[Work instruction]
Could you carry the forum thread about sweat suits forward from the point where it stops?

# Sweat suits



## London1976 (Oct 16, 2009)

Sweat Suit Sauna Suit to Lose Weight Fast

Looking into getting one, i know they will make you sweat but do they actually make you lose weight and bodyfat? I know boxers sometime train in these to get to their weight for the fights. Looking to wear just the top when doing weights and cardio.


----------



## ronnie cutler (Dec 29, 2009)

have a look at this thread

http://www.musclechat.co.uk/general-discussion/33098-sweat-suits.html

i just ordered 20 more Sweatz for £20

there is a 10% discount code for this month SAVE10


----------



## London1976 (Oct 16, 2009)

Do you reckon they actually make u lose bf


----------



## London1976 (Oct 16, 2009)

Cheers ron, silver tho lol


----------



## ronnie cutler (Dec 29, 2009)

they've really helped me

its not the sweat loss that is the weight loss ... (obviously you can replace water lossed by drinking)

its the working out at a higher temperature that burns more calories!

have a look at their claims

but i'd recommend you start to drink more water than your current regime (1 litre)

at about £1 a shirt they're worth a trial at least?


----------



## EXTREME (Aug 5, 2005)

They only cause you to lose water weight for a short period of time but can also cause dangerous levels of dehydration in some.


----------



## London1976 (Oct 16, 2009)

What about if im drinking plenty of water while wearing it extreme.


----------



## London1976 (Oct 16, 2009)

I reckon its more like 3 litres of water.

3 protein shakes 1.5 litres

4 green tea a day

500 ml bottle water


----------



## aka (Jun 25, 2010)

I could be wrong but from the top of my head I think green tea doesn't count as intake water coz it causes dehydration

my gf used to go a yoga lessons that had a room blasted with steam, they said that the body (muscles, tendons, etc) work better that way


----------



## ronnie cutler (Dec 29, 2009)

(Items from a data source)
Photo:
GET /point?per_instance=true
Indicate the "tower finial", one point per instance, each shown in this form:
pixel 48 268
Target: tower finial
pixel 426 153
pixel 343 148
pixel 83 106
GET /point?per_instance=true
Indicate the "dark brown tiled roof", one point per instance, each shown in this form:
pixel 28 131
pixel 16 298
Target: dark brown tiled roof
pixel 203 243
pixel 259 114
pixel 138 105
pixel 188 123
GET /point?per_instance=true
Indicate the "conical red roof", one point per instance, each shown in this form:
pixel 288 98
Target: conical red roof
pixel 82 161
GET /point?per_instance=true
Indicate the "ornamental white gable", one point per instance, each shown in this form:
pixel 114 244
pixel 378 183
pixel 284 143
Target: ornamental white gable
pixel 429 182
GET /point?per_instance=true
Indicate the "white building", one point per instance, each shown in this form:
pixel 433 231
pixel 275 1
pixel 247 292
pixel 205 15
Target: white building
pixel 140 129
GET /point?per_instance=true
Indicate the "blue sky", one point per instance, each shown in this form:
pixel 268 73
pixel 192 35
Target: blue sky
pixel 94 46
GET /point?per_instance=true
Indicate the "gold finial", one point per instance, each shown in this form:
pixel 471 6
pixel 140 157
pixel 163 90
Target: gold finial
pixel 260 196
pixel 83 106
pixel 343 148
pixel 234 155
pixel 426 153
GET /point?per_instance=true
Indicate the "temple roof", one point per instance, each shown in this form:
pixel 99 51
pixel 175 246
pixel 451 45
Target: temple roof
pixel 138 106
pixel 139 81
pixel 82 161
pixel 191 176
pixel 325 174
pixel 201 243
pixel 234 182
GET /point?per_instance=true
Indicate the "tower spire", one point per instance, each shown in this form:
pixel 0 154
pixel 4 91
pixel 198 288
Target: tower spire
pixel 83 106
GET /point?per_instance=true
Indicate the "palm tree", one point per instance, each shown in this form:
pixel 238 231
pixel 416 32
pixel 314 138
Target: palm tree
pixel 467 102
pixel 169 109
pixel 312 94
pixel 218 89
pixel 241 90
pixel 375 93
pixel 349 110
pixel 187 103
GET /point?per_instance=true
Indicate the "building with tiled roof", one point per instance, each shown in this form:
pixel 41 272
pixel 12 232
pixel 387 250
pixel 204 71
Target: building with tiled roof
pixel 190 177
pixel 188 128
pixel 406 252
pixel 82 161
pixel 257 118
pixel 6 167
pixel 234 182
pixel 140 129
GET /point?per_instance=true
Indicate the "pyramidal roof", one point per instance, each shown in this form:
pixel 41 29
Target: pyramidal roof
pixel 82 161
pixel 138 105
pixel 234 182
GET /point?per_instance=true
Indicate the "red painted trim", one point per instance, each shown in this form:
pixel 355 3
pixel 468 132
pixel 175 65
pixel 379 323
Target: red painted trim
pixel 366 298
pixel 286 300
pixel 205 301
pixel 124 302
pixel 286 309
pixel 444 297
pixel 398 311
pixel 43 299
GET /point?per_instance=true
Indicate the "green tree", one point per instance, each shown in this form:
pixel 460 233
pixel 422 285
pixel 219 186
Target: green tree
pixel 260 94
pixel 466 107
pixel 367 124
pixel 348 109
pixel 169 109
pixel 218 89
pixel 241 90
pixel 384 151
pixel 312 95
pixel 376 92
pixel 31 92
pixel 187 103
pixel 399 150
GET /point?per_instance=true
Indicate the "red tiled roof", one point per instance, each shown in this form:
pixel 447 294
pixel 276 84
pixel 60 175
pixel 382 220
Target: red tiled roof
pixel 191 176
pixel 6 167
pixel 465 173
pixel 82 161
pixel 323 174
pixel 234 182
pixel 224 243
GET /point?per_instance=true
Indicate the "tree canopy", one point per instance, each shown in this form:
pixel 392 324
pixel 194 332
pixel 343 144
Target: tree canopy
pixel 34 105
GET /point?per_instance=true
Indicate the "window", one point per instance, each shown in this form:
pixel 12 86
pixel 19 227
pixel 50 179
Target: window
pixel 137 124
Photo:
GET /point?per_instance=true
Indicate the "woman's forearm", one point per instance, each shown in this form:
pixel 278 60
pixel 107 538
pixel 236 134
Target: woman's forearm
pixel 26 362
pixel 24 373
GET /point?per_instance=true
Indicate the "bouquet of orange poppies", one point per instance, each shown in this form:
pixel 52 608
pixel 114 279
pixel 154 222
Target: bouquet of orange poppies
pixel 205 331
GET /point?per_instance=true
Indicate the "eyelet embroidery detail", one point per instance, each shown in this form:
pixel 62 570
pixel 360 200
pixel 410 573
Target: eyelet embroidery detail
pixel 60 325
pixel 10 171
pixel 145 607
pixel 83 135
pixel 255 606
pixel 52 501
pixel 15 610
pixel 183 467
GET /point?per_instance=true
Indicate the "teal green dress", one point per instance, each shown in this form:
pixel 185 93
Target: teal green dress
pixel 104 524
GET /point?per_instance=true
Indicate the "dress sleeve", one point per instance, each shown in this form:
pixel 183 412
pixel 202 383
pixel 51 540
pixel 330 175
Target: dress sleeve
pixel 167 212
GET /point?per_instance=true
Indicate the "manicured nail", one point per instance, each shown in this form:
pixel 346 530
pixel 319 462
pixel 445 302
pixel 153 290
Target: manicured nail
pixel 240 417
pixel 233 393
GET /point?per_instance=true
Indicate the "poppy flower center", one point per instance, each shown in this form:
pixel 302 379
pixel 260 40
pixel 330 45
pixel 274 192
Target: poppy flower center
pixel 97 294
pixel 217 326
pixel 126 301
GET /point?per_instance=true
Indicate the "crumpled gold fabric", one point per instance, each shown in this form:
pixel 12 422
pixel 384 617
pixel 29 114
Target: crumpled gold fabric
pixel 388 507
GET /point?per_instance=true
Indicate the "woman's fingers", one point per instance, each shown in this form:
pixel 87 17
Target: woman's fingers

[Exercise result]
Extreme said:


> They only cause you to lose water weight for a short period of time


Directly from their website

"Sweatz Vests make you lose weight by burning calories. The more you sweat wearing a Sweatz Vest the more calories you burn off. This has nothing to do with water loss as we stress that you should drink plenty of water while training with a Sweatz Vest to replace all lost fluid.

It is designed specifically to increase body temperature so that the body has to thermo regulate (produce a deep, profuse sweat to maintain normal body temperature) and this burns off between an extra 300-800 calories.

It's simple! We had the Sweatz Vest tested at one of the UK's leading universities and the results were amazing! This testing proves that not only does the Sweatz Vest burn off these amounts of calories but also proves that it is the world's best and only genuine weight loss product!"

Sweatz Sportz vests, the best way to lose weight while exercising - Sweatz Sportz


----------



## crazycal1 (Sep 21, 2005)

train in a warm room then...

cant think of anything more claustrophobic and an unpleasant way to train tbh..

and as i said on shoutbox..dehydration would concern me..


----------



## gazza123 (Mar 22, 2011)

why use ashitty vest though? just get a full suit surely that would makeyou hotter? hence burn even more than they claim


----------



## London1976 (Oct 16, 2009)

It is a whole suit but dont wanna wear all of it while lifting weights, might wear the whole suit in my morning cardio.


----------



## aka (Jun 25, 2010)

London1976 said:


> might wear the whole suit in my morning cardio.


make sure you don't get arrested


----------



## London1976 (Oct 16, 2009)

When i get it i will wear the suit in da morning when the gym is empty and the top in the afternoon


----------



## aka (Jun 25, 2010)

London is this what you are talking about?


----------



## London1976 (Oct 16, 2009)

Haha i will get sanctioned and put in a mental asylum if i wore that in the gym. Click on my link on the 1 post.


----------



## aka (Jun 25, 2010)

hahaha thats hilarious

what about wrapping yourself with cling film? cheapper and you can wrap the bits that you want only, lol


----------



## London1976 (Oct 16, 2009)

Haha too much hassle mate. Do you see my rep i gave ya, return it please


----------



## ronnie cutler (Dec 29, 2009)

to all you haters in your ivory towers ...

just keep on knocking what you've never actually tried out for yourselves ...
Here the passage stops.